◆ Exercise ◆
Once the pictures are removed, output the remaining entries exactly as given.

--- Given data Enclosed Below ---

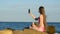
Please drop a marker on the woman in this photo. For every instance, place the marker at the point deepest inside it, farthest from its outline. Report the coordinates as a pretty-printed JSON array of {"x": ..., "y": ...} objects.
[{"x": 41, "y": 20}]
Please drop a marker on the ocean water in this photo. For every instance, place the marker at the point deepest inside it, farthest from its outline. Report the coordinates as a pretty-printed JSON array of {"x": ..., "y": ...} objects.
[{"x": 22, "y": 25}]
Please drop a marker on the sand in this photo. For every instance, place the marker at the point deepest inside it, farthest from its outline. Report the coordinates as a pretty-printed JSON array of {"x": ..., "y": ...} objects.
[{"x": 25, "y": 31}]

--- End of Enclosed Given data ---

◆ Response ◆
Please drop a marker on the woman in this photo. For every instance, place the marker at the point deepest inside it, farthest from its outline. Report the coordinates as a pretty-printed JSON array of {"x": ..., "y": ...} objects.
[{"x": 41, "y": 20}]
Please drop a marker on the ocean water in this photo. For every instance, place the marker at the point deepest inside it, farthest from its outline. Report the coordinates as a pretty-printed JSON array of {"x": ..., "y": ...} objects.
[{"x": 22, "y": 25}]
Please drop a marker on the sand in this photo. For every instance, place the marker at the point deepest inside it, farthest from its outline. Report the coordinates as a pretty-printed JSON array of {"x": ..., "y": ...} objects.
[{"x": 25, "y": 31}]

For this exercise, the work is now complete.